# PROBLEM SET
1/ Copy the stretch from "Career NFL statistics" through "player (born 1951)" in the Barney Chavous profile.
2/ Extend the Barney Chavous profile, picking up after its final line.

# GIVEN TEXT
Barney Chavous

No. 79
- Position: Defensive end

Personal information
- Born: March 22, 1951 (age 75) Aiken, South Carolina, U.S.
- Listed height: 6 ft 3 in (1.91 m)
- Listed weight: 252 lb (114 kg)

Career information
- College: South Carolina State
- NFL draft: 1973: 2nd round, 36th overall pick

Career history
- Denver Broncos (1973–1985);

Awards and highlights
- First-team Little All-American (1972);

Career NFL statistics
- Sacks: 75
- Fumble recoveries: 8
- Safeties: 1
- Stats at Pro Football Reference

= Barney Chavous =

American football player (born 1951)

# SUPPLIED MATERIAL
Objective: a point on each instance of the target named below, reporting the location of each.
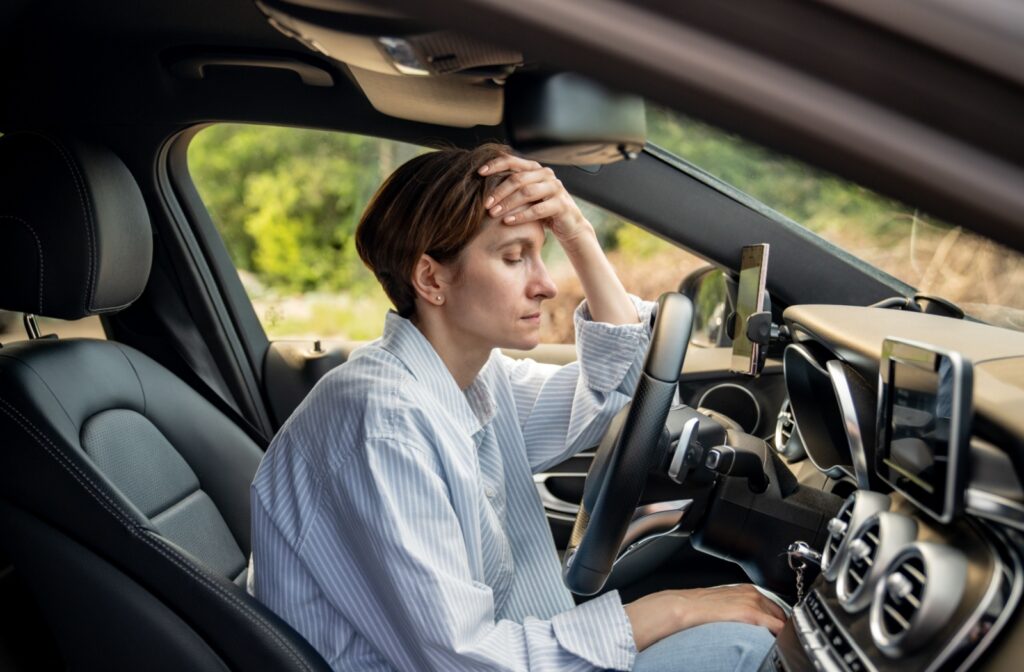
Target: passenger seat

# FINAL RESULTS
1/
Career NFL statistics
- Sacks: 75
- Fumble recoveries: 8
- Safeties: 1
- Stats at Pro Football Reference

= Barney Chavous =

American football player (born 1951)

2/
Barney Lewis Chavous (/ˈtʃeɪvʌs/ CHAY-vuhs; born March 22, 1951) is an American former professional football player who was a defensive end for the Denver Broncos of the National Football League (NFL). He played college football for South Carolina State Bulldogs. He was selected by the Associated Press as a first-team defensive end on the 1972 Little All-America college football team. He was selected by the Broncos in the second round of the 1973 NFL draft. He played 13 seasons with the Broncos, during which time the team had 11 winning seasons. At the time he retired, he was the Broncos all-time leader in quarterback sacks, and is fourth all-time (through 2025). He was part of the Broncos "Orange Crush Defense" that led the Broncos to Super Bowl XII.

== Early life ==
Chavous was born on March 22, 1951, in Aiken, South Carolina. His family went back seven generations in Aiken, and he worked on his family farm as a child. He graduated from Schofield High School in Aiken, where he started playing on the school's football team as a 6 ft 2 in (1.88 m) 210 lb (95.3 kg) junior.

== College career ==
Chavous attended South Carolina State University. He started four years as a defensive end on the school's football team the Bulldogs, playing under head coach Oree Banks in the Mid-Eastern Athletic Conference (MEAC). It has also been reported that he played both defensive end and defensive tackle in college.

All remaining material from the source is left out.